## Task description
Show every line of the records that contains the word "apiece", copying each such line in full.

**********

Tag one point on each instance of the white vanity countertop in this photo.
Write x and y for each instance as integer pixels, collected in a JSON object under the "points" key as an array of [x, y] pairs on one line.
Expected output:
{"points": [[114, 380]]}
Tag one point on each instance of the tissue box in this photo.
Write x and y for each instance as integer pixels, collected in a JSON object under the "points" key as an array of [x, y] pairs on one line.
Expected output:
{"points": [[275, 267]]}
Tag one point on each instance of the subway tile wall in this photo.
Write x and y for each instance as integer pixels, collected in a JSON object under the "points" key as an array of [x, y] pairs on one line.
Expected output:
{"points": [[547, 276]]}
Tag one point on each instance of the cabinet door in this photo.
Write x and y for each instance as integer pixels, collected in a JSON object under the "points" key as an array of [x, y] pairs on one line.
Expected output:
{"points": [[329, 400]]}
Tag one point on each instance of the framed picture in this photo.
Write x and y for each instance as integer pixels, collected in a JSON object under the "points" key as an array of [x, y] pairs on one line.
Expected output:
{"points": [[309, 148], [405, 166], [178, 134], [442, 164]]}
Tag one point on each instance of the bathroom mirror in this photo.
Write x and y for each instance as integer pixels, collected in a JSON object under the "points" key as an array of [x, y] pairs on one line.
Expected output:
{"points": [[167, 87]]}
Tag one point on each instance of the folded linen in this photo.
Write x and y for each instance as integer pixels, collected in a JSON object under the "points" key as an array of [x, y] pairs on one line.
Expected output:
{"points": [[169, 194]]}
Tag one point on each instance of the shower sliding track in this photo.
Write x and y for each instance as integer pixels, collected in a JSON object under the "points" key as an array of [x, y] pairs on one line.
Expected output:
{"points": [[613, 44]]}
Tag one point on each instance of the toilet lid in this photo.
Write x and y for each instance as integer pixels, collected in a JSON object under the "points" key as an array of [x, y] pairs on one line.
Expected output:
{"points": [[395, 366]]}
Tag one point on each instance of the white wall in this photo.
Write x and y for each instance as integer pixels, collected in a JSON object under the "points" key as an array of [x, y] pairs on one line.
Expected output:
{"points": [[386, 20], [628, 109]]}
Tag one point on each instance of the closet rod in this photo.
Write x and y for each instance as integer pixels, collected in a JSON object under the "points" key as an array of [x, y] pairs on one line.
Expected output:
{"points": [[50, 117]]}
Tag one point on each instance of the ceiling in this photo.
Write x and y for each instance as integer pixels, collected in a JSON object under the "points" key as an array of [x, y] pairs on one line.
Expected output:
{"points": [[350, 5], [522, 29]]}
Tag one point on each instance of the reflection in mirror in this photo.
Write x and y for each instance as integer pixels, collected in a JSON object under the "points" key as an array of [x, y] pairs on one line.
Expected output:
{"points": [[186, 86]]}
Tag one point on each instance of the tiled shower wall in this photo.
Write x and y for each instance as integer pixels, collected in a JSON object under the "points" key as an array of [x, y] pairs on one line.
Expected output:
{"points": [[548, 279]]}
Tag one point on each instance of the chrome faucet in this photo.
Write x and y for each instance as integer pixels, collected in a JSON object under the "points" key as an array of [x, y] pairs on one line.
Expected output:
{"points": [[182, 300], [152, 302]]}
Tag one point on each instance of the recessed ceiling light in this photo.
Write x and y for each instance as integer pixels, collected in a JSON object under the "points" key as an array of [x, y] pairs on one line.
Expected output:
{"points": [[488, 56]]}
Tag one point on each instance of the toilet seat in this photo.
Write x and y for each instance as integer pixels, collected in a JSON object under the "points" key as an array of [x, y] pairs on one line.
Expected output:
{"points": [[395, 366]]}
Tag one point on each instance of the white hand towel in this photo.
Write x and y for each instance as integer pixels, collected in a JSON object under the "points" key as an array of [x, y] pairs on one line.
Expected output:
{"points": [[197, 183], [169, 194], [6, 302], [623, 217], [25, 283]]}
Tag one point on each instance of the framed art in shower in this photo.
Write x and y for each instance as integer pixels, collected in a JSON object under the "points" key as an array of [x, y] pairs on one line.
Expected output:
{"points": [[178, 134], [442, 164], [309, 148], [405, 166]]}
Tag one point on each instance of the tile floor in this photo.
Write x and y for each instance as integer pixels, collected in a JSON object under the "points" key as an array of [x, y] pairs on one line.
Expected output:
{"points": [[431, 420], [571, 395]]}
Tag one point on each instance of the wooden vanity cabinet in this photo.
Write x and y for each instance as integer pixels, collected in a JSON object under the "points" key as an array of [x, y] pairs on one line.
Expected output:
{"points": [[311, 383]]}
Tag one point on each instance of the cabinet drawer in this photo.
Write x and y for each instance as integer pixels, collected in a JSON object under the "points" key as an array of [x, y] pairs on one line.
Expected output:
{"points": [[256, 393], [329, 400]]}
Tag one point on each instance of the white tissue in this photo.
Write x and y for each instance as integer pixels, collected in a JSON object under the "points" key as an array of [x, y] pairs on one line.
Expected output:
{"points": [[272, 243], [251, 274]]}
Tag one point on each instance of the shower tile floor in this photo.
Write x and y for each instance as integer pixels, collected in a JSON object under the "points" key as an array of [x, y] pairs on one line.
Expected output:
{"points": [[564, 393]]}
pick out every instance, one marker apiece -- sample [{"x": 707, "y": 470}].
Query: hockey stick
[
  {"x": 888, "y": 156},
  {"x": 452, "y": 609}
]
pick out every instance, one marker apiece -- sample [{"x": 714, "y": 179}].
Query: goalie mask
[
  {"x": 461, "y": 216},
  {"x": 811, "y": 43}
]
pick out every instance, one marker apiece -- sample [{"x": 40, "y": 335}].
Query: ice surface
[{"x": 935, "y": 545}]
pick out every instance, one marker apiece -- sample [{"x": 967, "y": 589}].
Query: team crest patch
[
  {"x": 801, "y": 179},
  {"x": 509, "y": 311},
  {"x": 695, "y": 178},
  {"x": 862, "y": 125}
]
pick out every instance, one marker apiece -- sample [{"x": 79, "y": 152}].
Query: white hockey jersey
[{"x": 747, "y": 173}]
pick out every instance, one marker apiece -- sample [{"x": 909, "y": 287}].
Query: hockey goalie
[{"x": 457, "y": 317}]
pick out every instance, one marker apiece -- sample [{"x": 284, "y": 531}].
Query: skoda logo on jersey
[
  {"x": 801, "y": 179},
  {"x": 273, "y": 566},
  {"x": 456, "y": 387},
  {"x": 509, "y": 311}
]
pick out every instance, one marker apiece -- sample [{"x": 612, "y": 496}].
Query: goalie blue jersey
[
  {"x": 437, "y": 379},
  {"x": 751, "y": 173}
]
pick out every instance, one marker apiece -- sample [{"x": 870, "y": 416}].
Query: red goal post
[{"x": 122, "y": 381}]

**********

## Response for this exercise
pick out every instance, one marker apiece -- sample [{"x": 707, "y": 470}].
pick out every instance, one marker apiece -- sample [{"x": 714, "y": 179}].
pick out every instance, one marker apiece -- sample [{"x": 40, "y": 335}].
pick out every instance, one marker apiece -- sample [{"x": 967, "y": 589}].
pick out every instance, one marker apiece -- sample [{"x": 79, "y": 152}].
pick out every instance, one marker apiece -- sample [{"x": 909, "y": 287}].
pick out every instance, one marker apiece -- sample [{"x": 284, "y": 531}].
pick out every instance, one marker apiece -- sample [{"x": 612, "y": 496}].
pick out every instance, one marker apiece -- sample [{"x": 870, "y": 416}].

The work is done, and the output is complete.